I grew up tithing all the money I got. When I was little and got 50 cents for an allowance, a nickel went into my Sunday School offering. Tithing was just something you did, no questions asked. Christmas money, allowance, job money, whatever it was, 10% went to church. When I got to college, I stopped having steady income. I didn't work my first few semesters of college, and I didn't have a church home. So the tithing stopped.
I started tithing again after college. I actually hadn't found a church yet, but I was out of a job and money was tight, and I just remembered all I had been taught about money and how it was God's in the first place, so I gave to various charities. Once I found Substance (my current church which I love dearly), I began tithing there. One summer we had a sermon series call The Blessed Life, and I felt like 10% was great, but that was a baseline, and I wanted to do more than the minimum, so I upped my regular giving.
Money is something that can bring up all sorts of feelings in people. Talking about it in church can be really uncomfortable. It's rather taboo to talk about how much money you make, or to mention how much something expensive cost (totally OK to talk about what a bargain you scored, though). I most often refer to money in a "I'm broke until my next paycheck" sort of way.
Over the past few years, I've have ups and downs financially. I've tried to budget, I've saved money, I've spent money. I actually gave up on a formal budget because I could never make the numbers work. I'm moving at the end of the month, and as I was searching for an apartment, I was worried about money. My car broke down, and I had to spend some money to get it fixed. I didn't have enough money saved to for a deposit, but I had to find a place to live. I looked at my income, I looked at when bills were due, and I just couldn't figure out how I would have enough to pay for a deposit. The week I put my cash savings into my checking account so I could send in my deposit I was entirely unsure how I was going to pay for food and gas the next few weeks. But I trusted God. I did my best not to worry, and I read passages in the Bible like Matthew 6 where Jesus talks about not worrying because God knows our needs and cares about us.

### DATASET RECORDS
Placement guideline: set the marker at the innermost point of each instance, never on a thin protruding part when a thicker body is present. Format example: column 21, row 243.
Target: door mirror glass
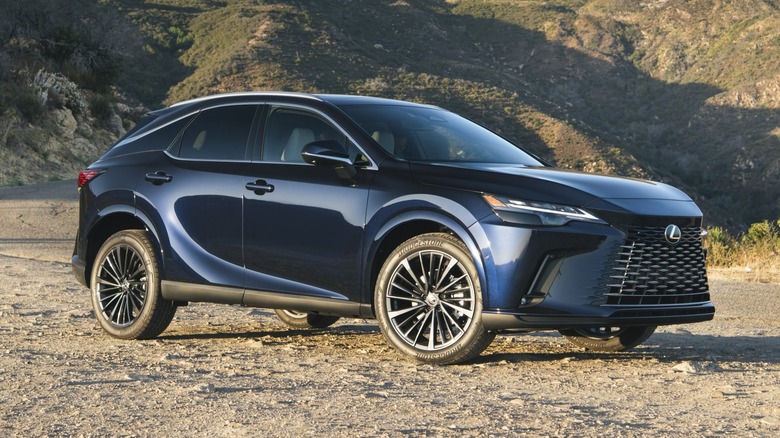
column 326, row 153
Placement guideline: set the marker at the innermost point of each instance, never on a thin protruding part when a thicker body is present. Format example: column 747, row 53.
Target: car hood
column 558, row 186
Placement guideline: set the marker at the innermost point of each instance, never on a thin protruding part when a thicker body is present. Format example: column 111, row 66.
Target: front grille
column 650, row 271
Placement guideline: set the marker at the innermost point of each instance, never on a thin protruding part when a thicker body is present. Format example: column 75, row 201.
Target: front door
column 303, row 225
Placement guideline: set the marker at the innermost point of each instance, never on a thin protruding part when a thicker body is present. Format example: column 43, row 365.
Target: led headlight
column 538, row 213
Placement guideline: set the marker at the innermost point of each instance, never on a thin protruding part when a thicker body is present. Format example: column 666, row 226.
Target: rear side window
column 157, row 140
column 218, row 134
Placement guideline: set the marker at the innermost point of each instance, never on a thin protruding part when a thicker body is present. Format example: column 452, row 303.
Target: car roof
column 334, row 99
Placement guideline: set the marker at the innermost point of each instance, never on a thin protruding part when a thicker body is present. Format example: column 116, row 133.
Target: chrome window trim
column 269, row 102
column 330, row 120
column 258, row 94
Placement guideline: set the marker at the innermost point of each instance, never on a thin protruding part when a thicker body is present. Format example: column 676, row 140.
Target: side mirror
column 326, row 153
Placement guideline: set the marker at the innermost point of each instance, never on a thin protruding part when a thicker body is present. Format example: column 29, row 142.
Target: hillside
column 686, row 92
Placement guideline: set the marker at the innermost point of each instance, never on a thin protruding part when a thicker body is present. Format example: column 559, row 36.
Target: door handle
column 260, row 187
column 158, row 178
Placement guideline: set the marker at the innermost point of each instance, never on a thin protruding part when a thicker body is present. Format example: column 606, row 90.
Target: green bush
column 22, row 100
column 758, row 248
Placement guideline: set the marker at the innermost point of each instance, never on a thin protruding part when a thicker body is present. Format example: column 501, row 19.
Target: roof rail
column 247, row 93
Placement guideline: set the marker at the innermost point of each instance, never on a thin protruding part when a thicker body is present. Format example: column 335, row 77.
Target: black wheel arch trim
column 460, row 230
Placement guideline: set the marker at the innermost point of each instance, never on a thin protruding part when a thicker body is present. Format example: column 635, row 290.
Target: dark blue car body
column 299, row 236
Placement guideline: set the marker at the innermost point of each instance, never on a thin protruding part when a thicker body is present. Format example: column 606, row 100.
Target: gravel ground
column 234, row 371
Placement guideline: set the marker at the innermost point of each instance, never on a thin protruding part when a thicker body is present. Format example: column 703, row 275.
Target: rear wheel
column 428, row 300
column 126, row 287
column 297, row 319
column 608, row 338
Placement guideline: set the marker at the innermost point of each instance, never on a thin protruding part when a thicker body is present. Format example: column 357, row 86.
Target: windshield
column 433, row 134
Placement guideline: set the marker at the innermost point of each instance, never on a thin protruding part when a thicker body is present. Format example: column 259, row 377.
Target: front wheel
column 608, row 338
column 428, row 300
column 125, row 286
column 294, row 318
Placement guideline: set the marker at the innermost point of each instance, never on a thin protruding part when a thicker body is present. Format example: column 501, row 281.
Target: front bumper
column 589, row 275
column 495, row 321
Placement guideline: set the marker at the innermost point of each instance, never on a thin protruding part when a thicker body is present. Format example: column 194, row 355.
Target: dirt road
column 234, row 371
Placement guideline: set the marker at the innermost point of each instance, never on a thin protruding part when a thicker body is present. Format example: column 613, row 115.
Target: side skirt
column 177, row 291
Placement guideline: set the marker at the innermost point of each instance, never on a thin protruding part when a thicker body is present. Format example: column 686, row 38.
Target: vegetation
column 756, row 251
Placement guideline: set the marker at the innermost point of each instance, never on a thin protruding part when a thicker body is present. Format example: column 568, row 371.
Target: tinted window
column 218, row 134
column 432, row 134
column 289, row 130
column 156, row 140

### REQUIRED WORK
1: In the passage on tithing, what was the name of the sermon series that led the writer to increase their regular giving?
2: Retype everything in the passage on tithing from "I grew up tithing" down to "the tithing stopped.".

### ANSWERS TO THE TASKS
1: The Blessed Life

2:
I grew up tithing all the money I got. When I was little and got 50 cents for an allowance, a nickel went into my Sunday School offering. Tithing was just something you did, no questions asked. Christmas money, allowance, job money, whatever it was, 10% went to church. When I got to college, I stopped having steady income. I didn't work my first few semesters of college, and I didn't have a church home. So the tithing stopped.